##### Entries supplied

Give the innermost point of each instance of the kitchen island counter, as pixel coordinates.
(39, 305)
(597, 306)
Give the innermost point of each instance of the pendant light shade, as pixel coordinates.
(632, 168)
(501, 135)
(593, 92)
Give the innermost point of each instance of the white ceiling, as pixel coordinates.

##########

Copy each of the items above verbatim, preserving every line exactly.

Give the innermost point of each instance of the kitchen island counter, as pixel coordinates.
(39, 305)
(597, 306)
Give the innermost point of each instance of the pendant light shade, as pixel coordinates.
(632, 168)
(501, 135)
(593, 92)
Give the innermost point of each instance of the white ceiling, as pixel coordinates.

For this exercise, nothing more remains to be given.